- _Records from a collection_:

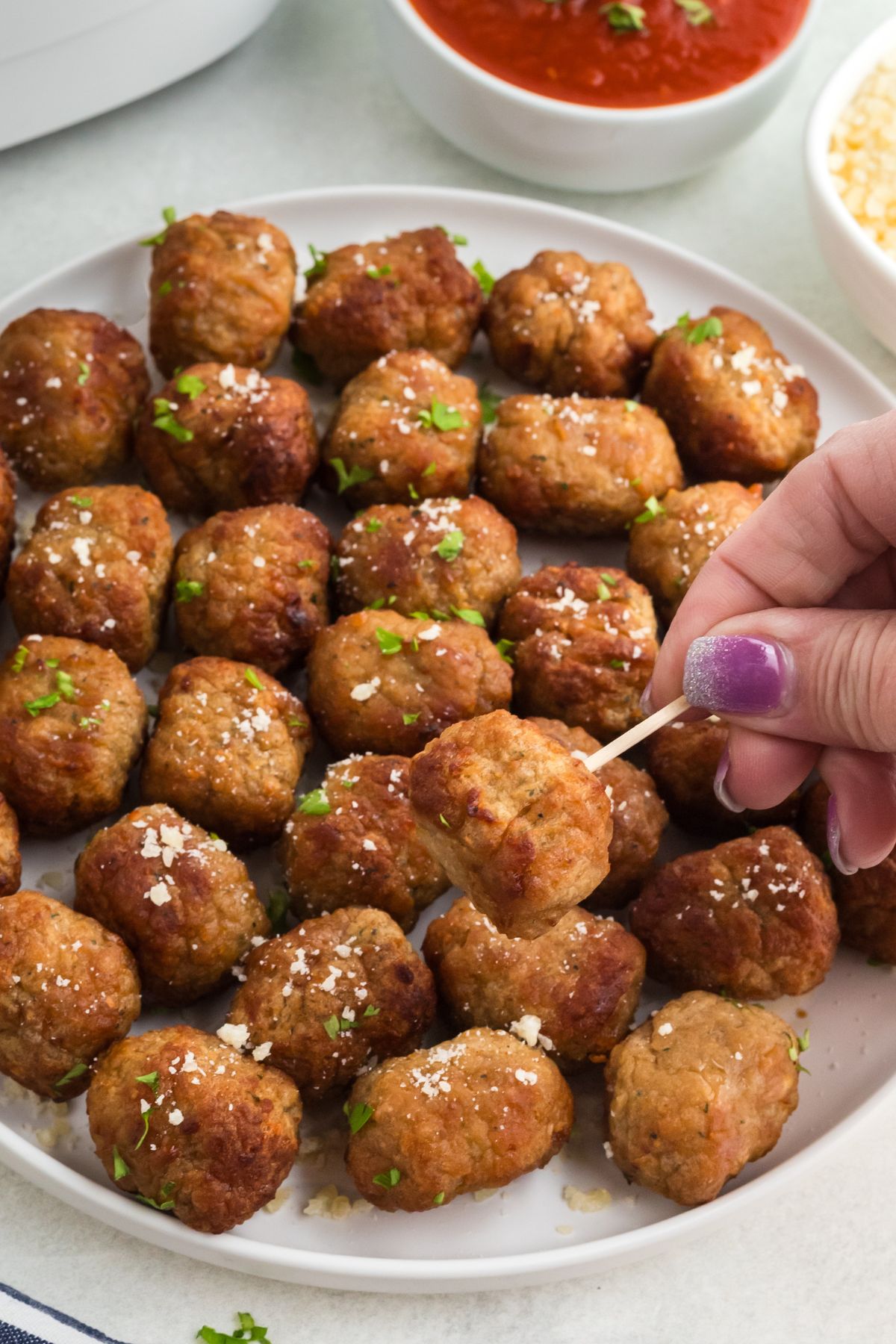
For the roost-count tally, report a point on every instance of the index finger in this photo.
(828, 520)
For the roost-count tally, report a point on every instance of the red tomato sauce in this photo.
(568, 49)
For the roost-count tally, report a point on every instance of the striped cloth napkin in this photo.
(26, 1322)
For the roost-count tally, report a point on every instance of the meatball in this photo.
(181, 902)
(865, 900)
(366, 300)
(70, 388)
(220, 289)
(566, 324)
(735, 406)
(190, 1125)
(72, 726)
(433, 557)
(228, 750)
(96, 567)
(573, 991)
(637, 811)
(684, 759)
(332, 996)
(354, 841)
(576, 467)
(67, 989)
(754, 917)
(379, 682)
(10, 855)
(697, 1092)
(585, 647)
(668, 549)
(469, 1115)
(222, 437)
(514, 820)
(252, 585)
(405, 429)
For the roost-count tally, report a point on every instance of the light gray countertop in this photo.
(304, 105)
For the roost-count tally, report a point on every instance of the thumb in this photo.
(818, 675)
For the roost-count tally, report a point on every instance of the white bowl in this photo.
(862, 269)
(568, 144)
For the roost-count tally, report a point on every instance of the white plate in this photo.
(511, 1238)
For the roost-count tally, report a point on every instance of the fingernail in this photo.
(738, 673)
(719, 784)
(835, 838)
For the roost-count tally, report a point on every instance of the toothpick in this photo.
(637, 734)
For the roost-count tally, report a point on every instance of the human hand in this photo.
(788, 633)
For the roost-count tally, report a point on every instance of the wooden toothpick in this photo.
(637, 734)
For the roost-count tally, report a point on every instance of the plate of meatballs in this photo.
(337, 532)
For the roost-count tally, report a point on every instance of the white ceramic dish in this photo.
(568, 144)
(862, 269)
(99, 54)
(514, 1236)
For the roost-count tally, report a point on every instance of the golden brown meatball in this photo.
(181, 902)
(10, 855)
(7, 517)
(405, 429)
(586, 641)
(469, 1115)
(566, 324)
(332, 996)
(366, 300)
(571, 991)
(668, 549)
(576, 467)
(67, 989)
(228, 749)
(437, 556)
(252, 585)
(191, 1127)
(754, 917)
(735, 406)
(354, 841)
(697, 1092)
(220, 289)
(96, 567)
(684, 759)
(379, 682)
(70, 388)
(637, 812)
(865, 900)
(514, 820)
(223, 437)
(72, 726)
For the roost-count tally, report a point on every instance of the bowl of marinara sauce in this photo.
(590, 96)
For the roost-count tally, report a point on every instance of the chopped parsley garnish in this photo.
(314, 804)
(623, 18)
(187, 589)
(346, 480)
(75, 1071)
(169, 215)
(465, 613)
(440, 417)
(358, 1115)
(450, 546)
(485, 279)
(190, 386)
(164, 420)
(319, 264)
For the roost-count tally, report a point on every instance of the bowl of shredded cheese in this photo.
(850, 169)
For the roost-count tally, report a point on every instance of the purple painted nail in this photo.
(835, 838)
(738, 673)
(719, 784)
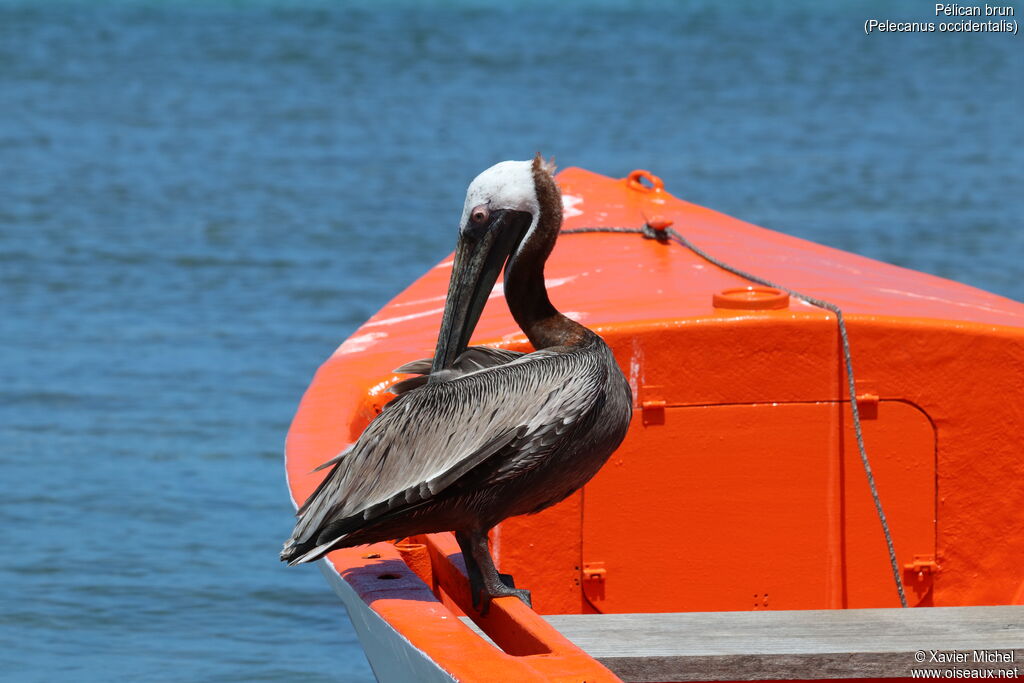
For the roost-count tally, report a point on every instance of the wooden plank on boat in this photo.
(801, 644)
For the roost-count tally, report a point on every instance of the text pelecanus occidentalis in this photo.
(483, 434)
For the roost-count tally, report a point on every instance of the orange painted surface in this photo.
(739, 485)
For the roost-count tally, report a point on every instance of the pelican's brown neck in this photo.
(524, 289)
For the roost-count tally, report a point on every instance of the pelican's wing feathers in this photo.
(427, 438)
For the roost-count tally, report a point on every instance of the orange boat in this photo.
(733, 536)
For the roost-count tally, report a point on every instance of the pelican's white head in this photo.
(502, 212)
(506, 185)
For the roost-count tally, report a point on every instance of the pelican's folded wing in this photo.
(473, 358)
(429, 437)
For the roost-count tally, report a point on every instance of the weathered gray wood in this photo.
(802, 644)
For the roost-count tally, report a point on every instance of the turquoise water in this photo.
(201, 200)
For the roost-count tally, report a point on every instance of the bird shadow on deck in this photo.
(426, 572)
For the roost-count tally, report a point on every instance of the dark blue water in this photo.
(200, 201)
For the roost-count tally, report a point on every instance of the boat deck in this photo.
(799, 644)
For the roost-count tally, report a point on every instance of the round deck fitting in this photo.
(752, 298)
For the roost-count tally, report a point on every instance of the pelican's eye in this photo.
(479, 214)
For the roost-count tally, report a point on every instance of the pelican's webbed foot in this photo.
(484, 582)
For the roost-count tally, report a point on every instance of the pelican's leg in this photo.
(472, 568)
(491, 585)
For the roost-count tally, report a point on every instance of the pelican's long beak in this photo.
(478, 258)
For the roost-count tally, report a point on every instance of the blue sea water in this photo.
(200, 200)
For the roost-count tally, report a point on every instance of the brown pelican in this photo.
(483, 433)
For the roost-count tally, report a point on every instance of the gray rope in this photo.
(664, 236)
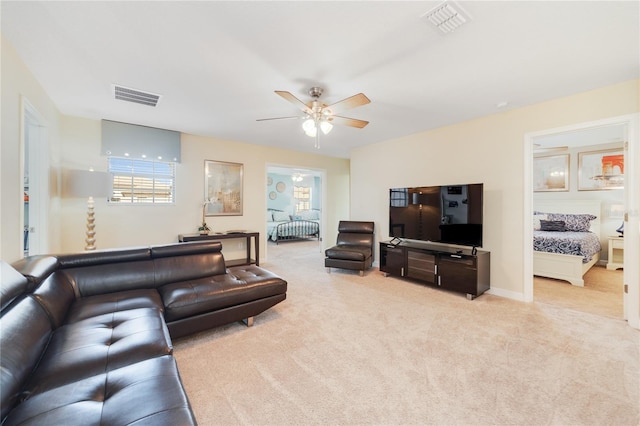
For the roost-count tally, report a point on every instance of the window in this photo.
(302, 195)
(137, 181)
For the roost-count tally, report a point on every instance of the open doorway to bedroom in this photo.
(294, 216)
(578, 180)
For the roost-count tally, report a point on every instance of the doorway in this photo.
(627, 128)
(294, 194)
(35, 166)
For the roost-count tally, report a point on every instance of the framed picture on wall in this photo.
(600, 170)
(223, 188)
(551, 173)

- _TASK DETAILS_: Transcribe the records above exactly, leaving out every picture.

- _YOUR RESPONSE_:
For the roost-count tally, report a point on every instance of the index finger in this photo.
(828, 520)
For the roost-count tally, report a point on every instance of the red tomato sauce in this photo.
(568, 49)
For the roost-count tally, report a point on every instance of the striped cloth napkin in this photo.
(26, 1322)
For the roost-count tally, report a point on every instance of the meatball in this photo.
(181, 902)
(865, 900)
(366, 300)
(70, 388)
(220, 289)
(566, 324)
(735, 406)
(190, 1125)
(72, 726)
(433, 557)
(228, 750)
(96, 567)
(573, 991)
(637, 811)
(684, 759)
(332, 996)
(354, 841)
(576, 467)
(67, 989)
(754, 917)
(379, 682)
(10, 855)
(697, 1092)
(585, 647)
(668, 549)
(469, 1115)
(222, 437)
(514, 820)
(252, 585)
(405, 429)
For the roost-count tally, report a point on every instance of the light gray countertop in this photo.
(304, 105)
For the roost-count tally, report a point on every instance of the thumb in this photo.
(818, 675)
For the roost-count tally, report a point on every instance of the white bowl in this photo.
(862, 269)
(568, 144)
For the roost-count tally, report a point on every instance of the white plate in this photo.
(511, 1238)
For the roost-count tally, report a point on every instance of the fingernail in this photo.
(738, 673)
(719, 784)
(835, 838)
For the roost-count tally, report a point on every instance of the toothpick in this photo.
(637, 734)
For the roost-count tally, report a point on every instance of the human hand in this photo.
(788, 633)
For the roost-count tally, report a point on every instance of the wooden toothpick in this photo.
(637, 734)
For the roost-count tally, report a point on every instance of the plate of meatballs in this photo.
(337, 532)
For the roost-count tally, report a point on every instance of the white ceramic dish in this photo.
(568, 144)
(862, 269)
(99, 54)
(514, 1236)
For the roost-count tally, report a point on every instance of the golden brown meatball in this photo.
(181, 902)
(10, 855)
(7, 517)
(405, 429)
(586, 641)
(469, 1115)
(566, 324)
(332, 996)
(366, 300)
(571, 991)
(668, 549)
(576, 467)
(67, 989)
(228, 749)
(437, 556)
(252, 585)
(191, 1127)
(754, 917)
(735, 406)
(354, 841)
(697, 1092)
(220, 289)
(96, 567)
(684, 759)
(379, 682)
(70, 388)
(637, 812)
(865, 900)
(514, 820)
(223, 437)
(72, 726)
For the roost-count tally, report a point on every instance of the bowl of marinara sauce in this photo.
(590, 96)
For the roost-count tally, report a point on every instance of the chopped parsley garnish in this photo.
(314, 804)
(623, 18)
(187, 589)
(346, 480)
(75, 1071)
(169, 215)
(465, 613)
(440, 417)
(358, 1115)
(450, 546)
(485, 279)
(190, 386)
(164, 420)
(319, 264)
For the roost-count tally, report a point on every instance of the bowl of shredded cheese in this photo.
(850, 169)
For the roost-count tally, report a point on every instance of the purple painted nail in this photo.
(835, 838)
(738, 673)
(719, 784)
For the roost-count tally, report a point on every instance of the wooden plank on boat in this photo.
(801, 644)
For the roost-count tally, report a point on every instance of the text pelecanus occidentalis in this photo.
(483, 434)
For the roost-count tally, report a point on every instance of the orange painted surface in this photo.
(739, 485)
For the roost-count tally, report a point on every instance of the pelican's brown neck in this photo.
(524, 289)
For the roost-count tally, report a point on every instance of the pelican's wing feathers in this photo.
(427, 438)
For the roost-count tally, report a point on every instance of the orange boat in this photo.
(733, 536)
For the roost-count tally, report a point on every instance of the pelican's white head in this photo.
(502, 212)
(506, 185)
For the roost-count tally, report a point on every instance of the pelican's folded wing in this photo.
(473, 358)
(429, 437)
For the roost-count tally, report a point on every instance of the weathered gray wood in this photo.
(802, 644)
For the roost-count tally, report a point on every instance of the turquoise water in this photo.
(201, 200)
For the roost-count tally, report a point on every instance of the bird shadow on deck in this photo.
(426, 572)
For the roost-count tally, report a point on every instance of the dark blue water in this photo.
(200, 201)
For the roost-count tally, report a point on every instance of the boat deck in this photo.
(799, 644)
For the roost-count tally, report a point on every instance of the round deck fitting in this photo.
(752, 298)
For the roost-count tally, report a point on every instance of the pelican's eye in this photo.
(479, 214)
For the roost-count tally, report a point on every instance of the pelican's webbed foot in this photo.
(484, 582)
For the roost-count tally, report a point on every instance of the pelican's leg in this photo.
(472, 568)
(491, 585)
For the roost-count tally, report a point on every instance of the pelican's long beak in this photo.
(478, 258)
For the roost-count tally, report a point on every instance of the blue sea water in this photo.
(200, 200)
For the roost-count tally, report a point on every instance of the brown pelican in this photo.
(483, 433)
For the roost-count tally, report a point on every instance of the gray rope in this photo.
(664, 236)
For the roost-count tally, report a point on every instance of the window in this photo.
(302, 195)
(137, 181)
For the roost-count tally, report a point on every instance of the open doorway to bedroom in this photo.
(294, 216)
(578, 180)
For the roost-count tally, report a point on every instance of the doorway in this photo.
(627, 128)
(294, 194)
(35, 166)
For the roost-count tally, report a point on every instance of the framed picture on wall in this photo.
(600, 170)
(223, 188)
(551, 173)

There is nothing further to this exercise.